┌──

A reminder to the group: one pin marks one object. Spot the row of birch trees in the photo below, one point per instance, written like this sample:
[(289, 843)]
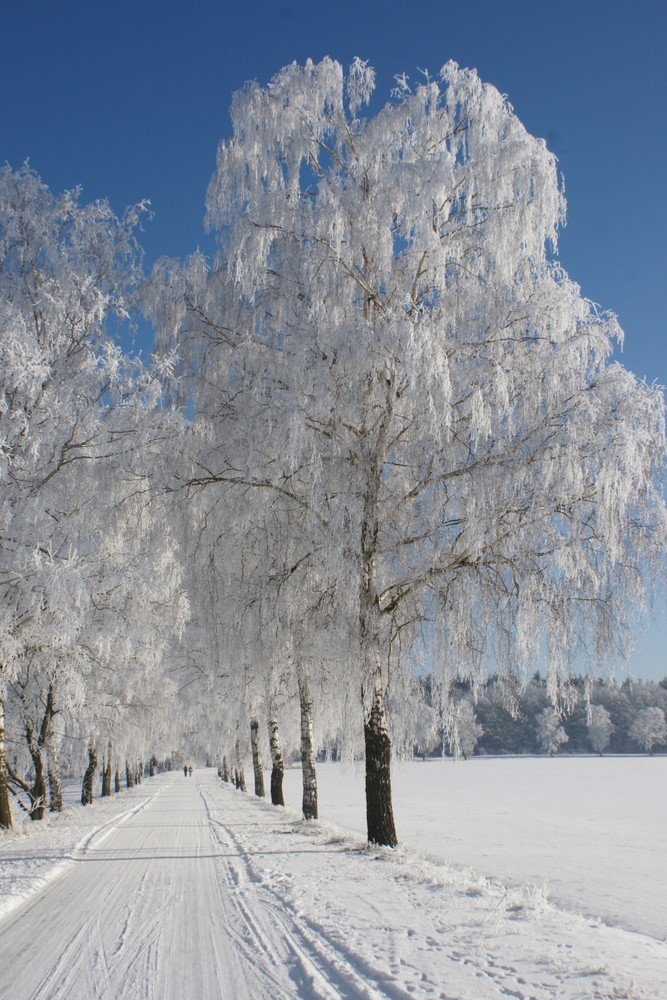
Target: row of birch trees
[(382, 435)]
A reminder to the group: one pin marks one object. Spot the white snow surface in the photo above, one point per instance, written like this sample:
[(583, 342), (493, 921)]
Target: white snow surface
[(515, 878)]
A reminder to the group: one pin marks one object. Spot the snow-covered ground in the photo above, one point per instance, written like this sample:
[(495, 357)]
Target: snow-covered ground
[(524, 878)]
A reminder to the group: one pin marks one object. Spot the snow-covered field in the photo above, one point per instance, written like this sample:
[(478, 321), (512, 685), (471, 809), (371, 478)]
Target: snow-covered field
[(523, 878)]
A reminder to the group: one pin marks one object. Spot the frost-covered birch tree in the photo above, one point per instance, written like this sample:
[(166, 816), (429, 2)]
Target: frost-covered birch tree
[(75, 415), (437, 397)]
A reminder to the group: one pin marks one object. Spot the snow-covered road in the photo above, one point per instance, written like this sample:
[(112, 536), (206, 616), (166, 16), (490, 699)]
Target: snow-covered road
[(199, 891)]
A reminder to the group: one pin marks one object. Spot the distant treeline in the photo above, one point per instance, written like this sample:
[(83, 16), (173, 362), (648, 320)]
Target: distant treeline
[(513, 721)]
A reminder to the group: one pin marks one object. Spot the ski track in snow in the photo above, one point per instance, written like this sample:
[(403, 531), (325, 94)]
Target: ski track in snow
[(199, 891)]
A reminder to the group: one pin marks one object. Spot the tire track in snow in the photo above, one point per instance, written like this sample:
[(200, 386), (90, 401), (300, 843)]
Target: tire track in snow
[(270, 925)]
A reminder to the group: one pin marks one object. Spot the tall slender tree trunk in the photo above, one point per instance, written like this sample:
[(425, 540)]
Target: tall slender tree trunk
[(309, 773), (87, 789), (239, 771), (277, 764), (53, 774), (379, 809), (5, 808), (257, 763), (106, 773), (37, 793)]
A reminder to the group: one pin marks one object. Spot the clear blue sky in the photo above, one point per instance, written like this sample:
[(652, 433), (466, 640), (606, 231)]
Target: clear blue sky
[(129, 99)]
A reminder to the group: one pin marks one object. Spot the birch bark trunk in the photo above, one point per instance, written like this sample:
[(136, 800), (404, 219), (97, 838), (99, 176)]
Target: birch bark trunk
[(277, 764), (5, 809), (257, 764), (309, 773)]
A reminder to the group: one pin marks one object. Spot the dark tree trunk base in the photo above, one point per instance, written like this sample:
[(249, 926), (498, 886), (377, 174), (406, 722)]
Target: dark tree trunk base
[(379, 810)]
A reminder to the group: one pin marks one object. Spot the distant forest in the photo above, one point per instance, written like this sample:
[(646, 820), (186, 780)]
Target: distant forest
[(601, 717)]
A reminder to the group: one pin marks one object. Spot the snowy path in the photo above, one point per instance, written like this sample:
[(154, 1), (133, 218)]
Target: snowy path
[(199, 891)]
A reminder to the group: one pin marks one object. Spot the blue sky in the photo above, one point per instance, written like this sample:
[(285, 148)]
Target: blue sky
[(130, 99)]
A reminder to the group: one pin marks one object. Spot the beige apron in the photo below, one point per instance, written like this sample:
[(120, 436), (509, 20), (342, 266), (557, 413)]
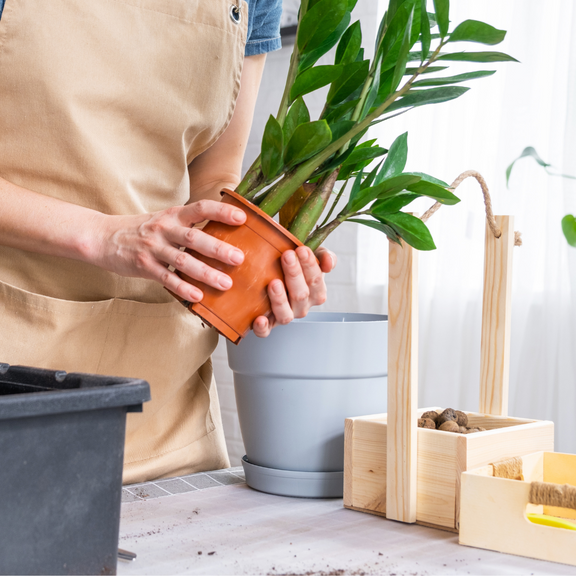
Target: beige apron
[(104, 104)]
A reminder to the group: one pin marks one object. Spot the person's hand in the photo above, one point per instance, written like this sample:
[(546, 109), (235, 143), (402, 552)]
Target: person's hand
[(146, 245), (304, 287)]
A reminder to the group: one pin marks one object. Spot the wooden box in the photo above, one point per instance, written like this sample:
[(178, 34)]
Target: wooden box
[(442, 457), (493, 510), (410, 474)]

└──

Lay out every line of the items above as a JSON list of strings, one string per line, skipping blank lines and leaving out the pictures.

[
  "A reminder to the group: one pin marks one object. Spot the row of birch trees in the photo below, one point per instance, written like this sample:",
  "[(289, 843)]",
  "Target: row of birch trees",
  "[(382, 435)]",
  "A reminder to the group: one pin marks one object. Spot the white snow surface in the photo above, one point per instance, written like this sample:",
  "[(583, 342), (493, 921)]",
  "Target: white snow surface",
  "[(515, 878)]",
  "A reminder to the group: one pin marks one object. Spot the snow-covered ground in the photo above, one point per instance, written like this sample:",
  "[(495, 357)]",
  "Target: snow-covered ground",
  "[(524, 878)]",
  "A reminder to the group: one pin marks one object. Spot the snow-covered field in the photo above, one point per instance, written like this sample:",
  "[(478, 321), (512, 685), (471, 809), (371, 478)]",
  "Target: snow-covered field",
  "[(523, 878)]",
  "A reminder to the group: one pin marks one object. Spot the frost-covered birch tree in the photo above, one point per instance, written like this sample:",
  "[(166, 816), (429, 2)]",
  "Target: frost-covered birch tree",
  "[(75, 415), (437, 397)]",
  "A reminder to the group: one pin marks one object. Spot the snow-covered road in the photo above, one point per instance, written like this sample:",
  "[(112, 536), (206, 616), (166, 16), (490, 699)]",
  "Target: snow-covered road",
  "[(199, 891)]",
  "A reminder to the group: one pin marks one object. Spot the distant treeline in the photo above, one point per instance, written like this sample:",
  "[(83, 16), (173, 362), (648, 320)]",
  "Target: distant treeline",
  "[(513, 721)]",
  "A reminder to the group: one pin marks one object. Spot the ski track in snow in the photo above, one point per instance, written like this sample:",
  "[(403, 531), (325, 94)]",
  "Target: ski track in snow",
  "[(199, 891)]",
  "A reminder to the group: one pin marks one object. Spot the tire track in snow in the photo above, one point per instance, written like this sample:",
  "[(200, 386), (90, 401), (300, 843)]",
  "Target: tire track in snow",
  "[(270, 925)]",
  "A reminder to the group: one pin marks one object. Spot the tall slender tree trunk in the photo above, one point per instance, written like this sample:",
  "[(425, 540)]",
  "Target: tall slender tree trunk",
  "[(309, 773), (87, 789), (239, 771), (277, 764), (53, 774), (379, 809), (5, 808), (257, 763), (106, 773), (37, 793)]",
  "A reminder to the group: one pin marks one object. Spot the clear blue sky in the photo above, one point per instance, written like this sample:",
  "[(652, 433), (466, 640), (606, 231)]",
  "Target: clear blue sky",
  "[(129, 99)]",
  "A reminder to the group: one pin marks one object. Spot the birch bark trunk in the photo above, one point per instance, written like this sample:",
  "[(136, 800), (404, 219), (97, 838), (99, 176)]",
  "Target: birch bark trunk",
  "[(277, 764), (5, 809), (257, 764), (309, 773)]",
  "A reminder to the group: one pin marks one object. Spot the dark tree trunk base in the photo above, one point per instance, written like this sample:",
  "[(249, 926), (498, 886), (377, 174), (406, 722)]",
  "Target: dark tree trunk base",
  "[(379, 810)]",
  "A reminder to the group: one pin marks one object. Spot the distant forest in the photo above, one point per instance, written like this sample:",
  "[(646, 820), (186, 780)]",
  "Target: distant forest",
  "[(601, 717)]",
  "A reminder to the group: one pin marks one object. Spot the snowy path in the photo above, one point per instance, written like this sample:",
  "[(154, 1), (133, 218)]",
  "Target: snowy path",
  "[(199, 891)]",
  "A reminder to the group: one pin marks one object. Spot the blue sky in the photo above, one point per instance, written like this sample:",
  "[(285, 148)]",
  "Target: blue sky",
  "[(130, 99)]",
  "A reminder to the group: one pin marks one object. Spot the beige apron in the photo below, one point per instance, written like this sample:",
  "[(120, 436), (509, 20), (342, 266), (557, 413)]",
  "Target: beige apron",
  "[(104, 104)]",
  "A reminder to the group: one pin marks one object. Spot the person's hand in the photo above, one point per instance, written like this sample:",
  "[(546, 109), (235, 143), (402, 552)]",
  "Target: person's hand",
  "[(146, 245), (304, 287)]",
  "A reminder to the group: one pin marks one object. Spot the wooden box in the photo above, one point per instance, written like this sample:",
  "[(178, 34)]",
  "Target: wooden box",
  "[(442, 457), (493, 510), (410, 474)]"
]